---------- Texte fourni
La cessation des paiements est constatée lorsque la trésorerie ne permet pas de payer ce que l'on doit.

Attention

Il ne faut pas confondre la notion de cessation des paiements avec celle d'insolvabilité.

La cessation des paiements renvoie à une impossibilité immédiate de payer, du fait d'une absence de concours (crédit, moratoire).

Une entreprise peut donc être en état de cessation des paiements sans être pour autant insolvable, notamment lorsqu'elle est propriétaire d'un actif qui pourra être réalisé.

Par exception, on considère que l'entreprise n'est pas en cessation des paiements si :

  • Elle dispose d'une réserve de crédit (possibilité de souscrire un crédit),

  • Elle peut bénéficier d'un moratoire (les créanciers d'une personne décident collectivement, en dehors de toute procédure judiciaire, d'accorder des délais de paiement à leur débiteur commun).
--------------------
---------- Données fournies
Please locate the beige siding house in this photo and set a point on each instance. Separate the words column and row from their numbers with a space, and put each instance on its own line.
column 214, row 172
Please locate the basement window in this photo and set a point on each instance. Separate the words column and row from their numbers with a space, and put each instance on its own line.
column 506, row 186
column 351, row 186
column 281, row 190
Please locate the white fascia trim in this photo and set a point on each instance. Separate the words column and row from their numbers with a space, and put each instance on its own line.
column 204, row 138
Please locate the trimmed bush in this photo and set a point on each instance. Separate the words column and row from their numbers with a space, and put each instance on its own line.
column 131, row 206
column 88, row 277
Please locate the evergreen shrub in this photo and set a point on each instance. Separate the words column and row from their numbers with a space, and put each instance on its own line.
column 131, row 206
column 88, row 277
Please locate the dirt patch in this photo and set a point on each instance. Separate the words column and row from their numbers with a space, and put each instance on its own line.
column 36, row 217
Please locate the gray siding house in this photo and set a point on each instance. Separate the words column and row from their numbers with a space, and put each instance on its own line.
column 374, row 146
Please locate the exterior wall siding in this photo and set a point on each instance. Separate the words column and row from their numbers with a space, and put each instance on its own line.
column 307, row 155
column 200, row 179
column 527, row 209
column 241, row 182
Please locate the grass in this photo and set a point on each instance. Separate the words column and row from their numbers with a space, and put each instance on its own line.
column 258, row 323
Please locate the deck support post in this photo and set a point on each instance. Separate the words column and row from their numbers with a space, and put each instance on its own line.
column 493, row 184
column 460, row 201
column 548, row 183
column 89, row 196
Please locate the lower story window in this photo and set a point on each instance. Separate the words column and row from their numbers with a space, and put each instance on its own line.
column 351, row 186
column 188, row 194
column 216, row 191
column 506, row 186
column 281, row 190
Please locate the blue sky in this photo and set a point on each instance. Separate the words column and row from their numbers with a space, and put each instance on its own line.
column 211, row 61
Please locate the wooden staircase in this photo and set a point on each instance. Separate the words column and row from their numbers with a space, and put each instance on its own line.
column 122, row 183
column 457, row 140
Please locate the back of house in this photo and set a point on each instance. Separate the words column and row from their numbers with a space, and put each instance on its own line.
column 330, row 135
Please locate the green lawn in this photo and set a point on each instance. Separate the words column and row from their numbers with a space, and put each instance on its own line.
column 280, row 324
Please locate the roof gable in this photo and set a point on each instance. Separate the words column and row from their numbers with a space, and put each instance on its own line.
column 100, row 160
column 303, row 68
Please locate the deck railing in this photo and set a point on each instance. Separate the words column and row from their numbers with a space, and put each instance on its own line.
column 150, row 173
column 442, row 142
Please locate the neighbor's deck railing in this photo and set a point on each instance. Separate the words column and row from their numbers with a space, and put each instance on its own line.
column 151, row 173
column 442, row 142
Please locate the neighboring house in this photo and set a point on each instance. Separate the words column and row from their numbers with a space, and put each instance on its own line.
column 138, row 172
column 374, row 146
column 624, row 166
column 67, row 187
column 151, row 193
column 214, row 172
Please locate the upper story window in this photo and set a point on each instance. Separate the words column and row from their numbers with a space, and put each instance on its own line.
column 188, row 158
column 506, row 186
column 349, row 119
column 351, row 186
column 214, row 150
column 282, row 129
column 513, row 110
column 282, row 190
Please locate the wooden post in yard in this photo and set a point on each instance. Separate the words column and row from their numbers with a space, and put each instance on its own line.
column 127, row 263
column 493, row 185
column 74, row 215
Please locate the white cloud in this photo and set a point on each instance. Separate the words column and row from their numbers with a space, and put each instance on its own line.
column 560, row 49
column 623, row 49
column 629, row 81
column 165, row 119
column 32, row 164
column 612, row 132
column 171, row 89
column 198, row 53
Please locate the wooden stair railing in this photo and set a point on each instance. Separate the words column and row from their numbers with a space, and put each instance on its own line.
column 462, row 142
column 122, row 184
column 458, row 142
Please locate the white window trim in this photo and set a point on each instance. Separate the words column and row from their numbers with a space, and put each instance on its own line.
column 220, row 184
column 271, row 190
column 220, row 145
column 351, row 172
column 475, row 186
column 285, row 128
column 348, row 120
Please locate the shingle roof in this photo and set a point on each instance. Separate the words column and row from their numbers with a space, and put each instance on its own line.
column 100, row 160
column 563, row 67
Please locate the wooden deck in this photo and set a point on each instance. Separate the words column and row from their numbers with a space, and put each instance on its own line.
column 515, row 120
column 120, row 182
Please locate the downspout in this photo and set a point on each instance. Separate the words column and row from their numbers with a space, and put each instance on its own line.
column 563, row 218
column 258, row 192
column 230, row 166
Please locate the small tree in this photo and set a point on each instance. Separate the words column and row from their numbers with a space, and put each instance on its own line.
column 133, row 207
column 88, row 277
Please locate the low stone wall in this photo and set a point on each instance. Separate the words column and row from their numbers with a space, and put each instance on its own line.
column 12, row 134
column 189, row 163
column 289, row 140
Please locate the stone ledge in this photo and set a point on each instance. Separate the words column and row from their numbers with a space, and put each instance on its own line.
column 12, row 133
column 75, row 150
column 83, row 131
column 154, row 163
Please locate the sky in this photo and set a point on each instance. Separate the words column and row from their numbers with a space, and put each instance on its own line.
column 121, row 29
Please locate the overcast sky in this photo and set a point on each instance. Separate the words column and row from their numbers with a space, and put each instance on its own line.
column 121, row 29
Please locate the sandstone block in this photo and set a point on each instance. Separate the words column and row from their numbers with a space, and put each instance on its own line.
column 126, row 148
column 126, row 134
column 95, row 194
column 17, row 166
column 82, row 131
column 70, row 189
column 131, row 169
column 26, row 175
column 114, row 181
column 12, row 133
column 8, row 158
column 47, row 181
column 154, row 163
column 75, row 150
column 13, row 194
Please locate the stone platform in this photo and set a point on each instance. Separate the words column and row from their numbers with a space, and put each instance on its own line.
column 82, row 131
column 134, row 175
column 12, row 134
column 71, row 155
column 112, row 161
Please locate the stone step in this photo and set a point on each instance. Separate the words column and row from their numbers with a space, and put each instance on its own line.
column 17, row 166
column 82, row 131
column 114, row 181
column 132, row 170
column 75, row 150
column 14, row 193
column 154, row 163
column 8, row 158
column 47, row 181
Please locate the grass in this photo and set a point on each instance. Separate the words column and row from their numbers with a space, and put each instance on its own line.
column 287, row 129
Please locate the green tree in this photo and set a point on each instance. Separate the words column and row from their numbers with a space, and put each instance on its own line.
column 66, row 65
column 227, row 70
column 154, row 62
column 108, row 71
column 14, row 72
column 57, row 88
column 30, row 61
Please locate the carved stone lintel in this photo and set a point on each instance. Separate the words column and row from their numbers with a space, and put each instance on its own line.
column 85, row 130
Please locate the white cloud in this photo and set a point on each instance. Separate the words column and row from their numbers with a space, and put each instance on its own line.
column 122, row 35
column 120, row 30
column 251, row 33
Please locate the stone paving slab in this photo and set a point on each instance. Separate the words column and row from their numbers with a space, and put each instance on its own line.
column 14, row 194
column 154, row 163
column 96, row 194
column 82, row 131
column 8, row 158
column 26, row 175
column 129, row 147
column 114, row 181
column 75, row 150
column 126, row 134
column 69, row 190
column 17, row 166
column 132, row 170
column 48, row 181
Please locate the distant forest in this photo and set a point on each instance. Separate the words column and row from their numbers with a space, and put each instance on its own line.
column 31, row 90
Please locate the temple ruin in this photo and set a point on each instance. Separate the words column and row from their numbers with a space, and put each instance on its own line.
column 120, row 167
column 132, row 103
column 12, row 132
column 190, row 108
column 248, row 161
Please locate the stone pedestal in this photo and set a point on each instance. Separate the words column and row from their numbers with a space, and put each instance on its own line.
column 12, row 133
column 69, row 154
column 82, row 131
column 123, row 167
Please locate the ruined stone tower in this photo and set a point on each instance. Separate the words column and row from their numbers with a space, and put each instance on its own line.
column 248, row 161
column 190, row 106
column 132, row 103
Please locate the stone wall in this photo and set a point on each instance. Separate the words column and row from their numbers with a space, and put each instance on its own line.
--------------------
Questions:
[a] Selon le texte sur la cessation des paiements, avec quelle notion ne faut-il pas confondre la cessation des paiements ?
[b] Poursuivez, s'il vous plaît, le texte sur la cessation des paiements après sa dernière phrase.
Les données ne jouent aucun rôle dans ces tâches.

Réponses par tâche:
[a] Avec la notion d'insolvabilité.

[b]
En revanche, l'exception ne joue pas en cas de paiement du passif par un tiers : l'aide d'un tiers n'a aucune influence sur la déclaration de cessation des paiements.

Déclaration de la cessation des paiements

Procédure

Dès lors que la cessation des paiements est constatée, le dirigeant doit déposer au greffe du tribunal de commerce (ou du tribunal judiciaire) du lieu de son enregistrement une Déclaration de Cessation des Paiements (DCP).

Cette déclaration doit intervenir dans les 45 jours suivant la survenance de la cessation des paiements.

Attention

La déclaration de cessation des paiements est un acte important :

  • Elle reflète la prise de conscience du dirigeant sur la situation de l'entreprise,

  • Elle met en évidence la situation financière de l'entreprise. De cette dernière dépend le choix de la procédure collective à suivre : redressement judiciaire (si l'activité peut être relancée et la situation redressée ou liquidation judiciaire (si la situation est irrémédiablement compromise).

À réception de la DCP, le Greffe fixe une date d'audience (qui aura lieu assez rapidement).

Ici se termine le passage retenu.